● The request: Rescale the records from the line with "One point marks each instance of the man's left" up to and including the line with "(1077, 211)". Reproduce every line in that range, the requests included and left unchanged, but multiply each coordinate in the answers by 1.85 and round it to a whole number, with halves rounded up.

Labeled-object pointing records
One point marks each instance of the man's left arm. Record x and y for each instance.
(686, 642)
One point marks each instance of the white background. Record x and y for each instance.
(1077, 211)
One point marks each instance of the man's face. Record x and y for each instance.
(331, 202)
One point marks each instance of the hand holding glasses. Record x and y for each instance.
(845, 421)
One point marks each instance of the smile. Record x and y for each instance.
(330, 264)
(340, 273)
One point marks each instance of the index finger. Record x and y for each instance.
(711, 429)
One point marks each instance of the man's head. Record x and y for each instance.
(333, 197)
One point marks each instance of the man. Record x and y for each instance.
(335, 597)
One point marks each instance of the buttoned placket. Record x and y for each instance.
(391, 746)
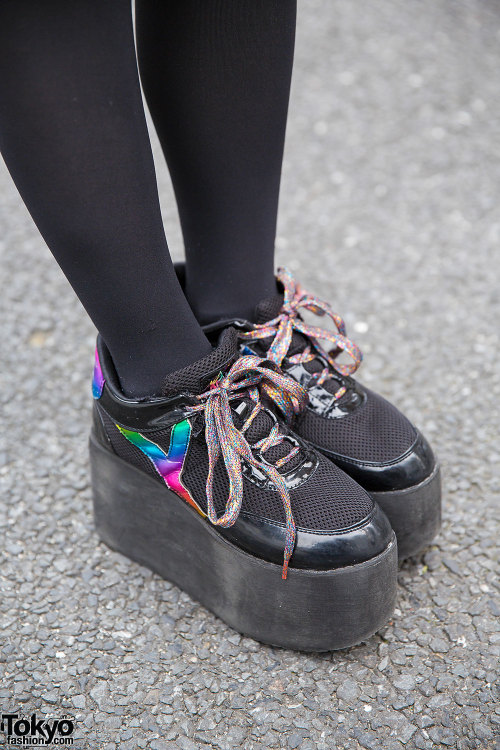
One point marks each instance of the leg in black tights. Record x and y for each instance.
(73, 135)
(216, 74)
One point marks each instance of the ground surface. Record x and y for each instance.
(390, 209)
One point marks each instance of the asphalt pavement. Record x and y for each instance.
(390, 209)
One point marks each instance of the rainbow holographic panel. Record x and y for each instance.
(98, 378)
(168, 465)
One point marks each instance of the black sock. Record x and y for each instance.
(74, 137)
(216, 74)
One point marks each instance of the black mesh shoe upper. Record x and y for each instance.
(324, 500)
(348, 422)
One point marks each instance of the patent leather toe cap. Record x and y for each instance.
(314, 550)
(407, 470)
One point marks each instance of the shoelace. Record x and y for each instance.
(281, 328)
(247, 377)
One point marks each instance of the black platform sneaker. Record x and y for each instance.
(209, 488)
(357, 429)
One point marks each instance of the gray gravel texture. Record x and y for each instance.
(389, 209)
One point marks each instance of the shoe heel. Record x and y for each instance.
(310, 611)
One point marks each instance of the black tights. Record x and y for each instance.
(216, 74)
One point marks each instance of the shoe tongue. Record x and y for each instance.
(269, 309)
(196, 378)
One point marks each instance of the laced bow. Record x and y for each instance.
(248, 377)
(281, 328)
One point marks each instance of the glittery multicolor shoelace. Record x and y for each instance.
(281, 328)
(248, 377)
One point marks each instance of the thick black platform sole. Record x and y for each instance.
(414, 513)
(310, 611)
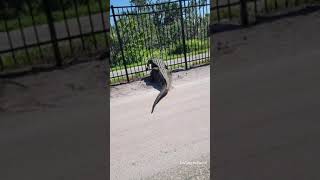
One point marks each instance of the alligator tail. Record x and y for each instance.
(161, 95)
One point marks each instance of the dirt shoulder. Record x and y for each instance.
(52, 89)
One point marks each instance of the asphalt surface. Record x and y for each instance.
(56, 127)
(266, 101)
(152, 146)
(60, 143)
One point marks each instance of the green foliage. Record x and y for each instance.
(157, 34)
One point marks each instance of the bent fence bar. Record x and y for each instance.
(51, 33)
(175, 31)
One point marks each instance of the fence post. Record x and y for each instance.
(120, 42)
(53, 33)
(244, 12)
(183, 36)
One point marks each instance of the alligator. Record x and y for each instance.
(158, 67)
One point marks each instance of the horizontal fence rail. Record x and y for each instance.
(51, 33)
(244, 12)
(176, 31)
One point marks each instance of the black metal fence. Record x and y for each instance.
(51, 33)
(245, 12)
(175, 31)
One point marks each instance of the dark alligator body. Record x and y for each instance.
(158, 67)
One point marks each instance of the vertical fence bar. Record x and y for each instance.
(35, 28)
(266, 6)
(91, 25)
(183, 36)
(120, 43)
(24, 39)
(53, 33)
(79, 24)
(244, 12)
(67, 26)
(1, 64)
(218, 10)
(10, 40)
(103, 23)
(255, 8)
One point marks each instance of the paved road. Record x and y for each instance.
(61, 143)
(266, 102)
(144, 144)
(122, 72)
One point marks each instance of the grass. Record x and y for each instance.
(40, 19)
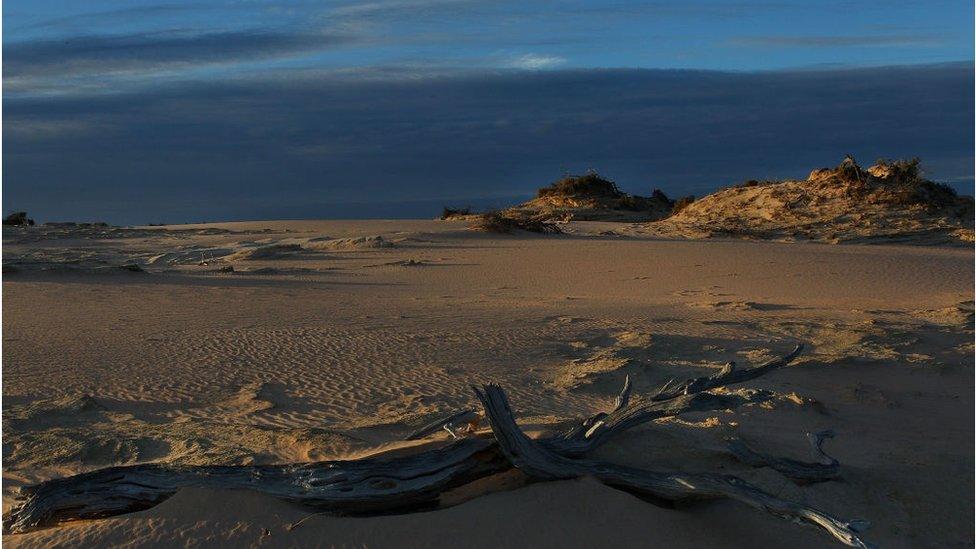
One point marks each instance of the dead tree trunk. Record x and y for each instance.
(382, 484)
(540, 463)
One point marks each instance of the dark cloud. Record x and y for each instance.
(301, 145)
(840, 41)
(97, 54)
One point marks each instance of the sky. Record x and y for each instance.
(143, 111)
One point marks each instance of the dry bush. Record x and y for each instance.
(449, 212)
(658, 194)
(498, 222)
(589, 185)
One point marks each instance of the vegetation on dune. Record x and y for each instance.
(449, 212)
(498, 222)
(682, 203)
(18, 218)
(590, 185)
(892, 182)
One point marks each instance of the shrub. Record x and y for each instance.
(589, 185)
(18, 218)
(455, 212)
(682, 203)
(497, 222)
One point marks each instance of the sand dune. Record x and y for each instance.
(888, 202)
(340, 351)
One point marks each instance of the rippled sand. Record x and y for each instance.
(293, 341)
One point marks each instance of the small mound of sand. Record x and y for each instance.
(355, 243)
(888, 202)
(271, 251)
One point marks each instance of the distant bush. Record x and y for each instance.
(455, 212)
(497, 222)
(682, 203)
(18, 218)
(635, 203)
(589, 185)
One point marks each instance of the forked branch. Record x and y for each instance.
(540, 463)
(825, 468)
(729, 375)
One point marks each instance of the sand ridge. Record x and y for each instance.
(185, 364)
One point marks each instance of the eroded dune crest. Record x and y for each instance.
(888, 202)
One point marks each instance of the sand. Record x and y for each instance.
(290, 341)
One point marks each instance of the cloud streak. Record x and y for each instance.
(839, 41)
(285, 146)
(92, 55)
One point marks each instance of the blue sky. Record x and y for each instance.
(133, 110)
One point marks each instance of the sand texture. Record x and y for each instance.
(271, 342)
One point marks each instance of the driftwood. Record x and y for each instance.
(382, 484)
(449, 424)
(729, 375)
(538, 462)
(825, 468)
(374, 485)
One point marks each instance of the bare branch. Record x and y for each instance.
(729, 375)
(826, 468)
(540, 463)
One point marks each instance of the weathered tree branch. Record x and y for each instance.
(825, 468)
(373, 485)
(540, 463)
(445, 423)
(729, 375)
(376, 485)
---
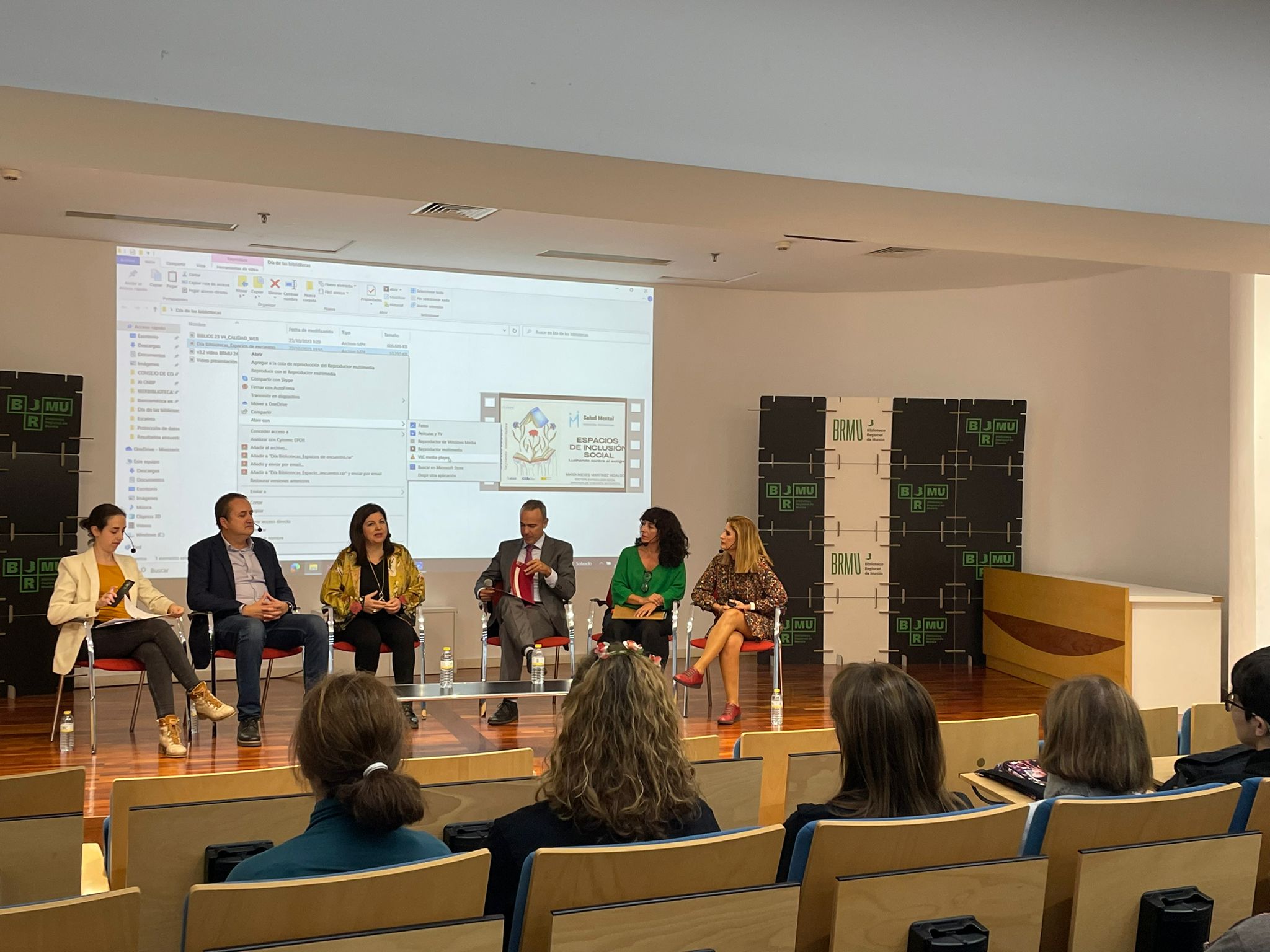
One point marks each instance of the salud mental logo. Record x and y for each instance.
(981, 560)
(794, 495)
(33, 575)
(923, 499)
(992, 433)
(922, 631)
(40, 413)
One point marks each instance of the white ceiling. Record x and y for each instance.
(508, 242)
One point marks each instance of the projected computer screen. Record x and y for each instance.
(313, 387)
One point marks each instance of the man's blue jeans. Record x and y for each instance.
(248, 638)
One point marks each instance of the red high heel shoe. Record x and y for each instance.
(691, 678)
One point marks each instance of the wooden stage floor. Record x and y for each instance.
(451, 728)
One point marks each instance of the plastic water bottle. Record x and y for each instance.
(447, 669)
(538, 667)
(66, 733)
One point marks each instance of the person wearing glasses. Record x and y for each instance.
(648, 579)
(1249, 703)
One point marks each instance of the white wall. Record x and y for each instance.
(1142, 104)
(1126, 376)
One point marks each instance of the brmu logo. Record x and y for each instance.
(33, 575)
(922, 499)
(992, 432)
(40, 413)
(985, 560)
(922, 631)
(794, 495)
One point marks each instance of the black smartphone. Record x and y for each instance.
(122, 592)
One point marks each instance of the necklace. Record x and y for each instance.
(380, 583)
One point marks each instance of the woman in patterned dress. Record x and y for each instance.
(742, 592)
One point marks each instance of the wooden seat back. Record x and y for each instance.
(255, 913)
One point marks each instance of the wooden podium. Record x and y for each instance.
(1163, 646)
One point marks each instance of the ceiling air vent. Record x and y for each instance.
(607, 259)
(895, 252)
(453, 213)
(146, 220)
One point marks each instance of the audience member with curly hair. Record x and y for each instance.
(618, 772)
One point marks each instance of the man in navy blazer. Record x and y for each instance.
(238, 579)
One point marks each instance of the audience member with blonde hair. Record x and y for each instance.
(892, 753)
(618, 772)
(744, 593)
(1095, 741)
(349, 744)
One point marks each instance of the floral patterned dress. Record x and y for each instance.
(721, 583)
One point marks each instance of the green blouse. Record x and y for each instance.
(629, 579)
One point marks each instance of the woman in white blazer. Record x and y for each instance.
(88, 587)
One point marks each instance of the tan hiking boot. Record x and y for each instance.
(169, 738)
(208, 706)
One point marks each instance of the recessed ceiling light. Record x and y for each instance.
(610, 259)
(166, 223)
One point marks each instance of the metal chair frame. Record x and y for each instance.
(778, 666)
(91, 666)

● Task result:
One point marks each instance of the man's left arm. Record x and y for each instance.
(1269, 1188)
One point marks each instance of the white background. Record x and y for each instance.
(1992, 390)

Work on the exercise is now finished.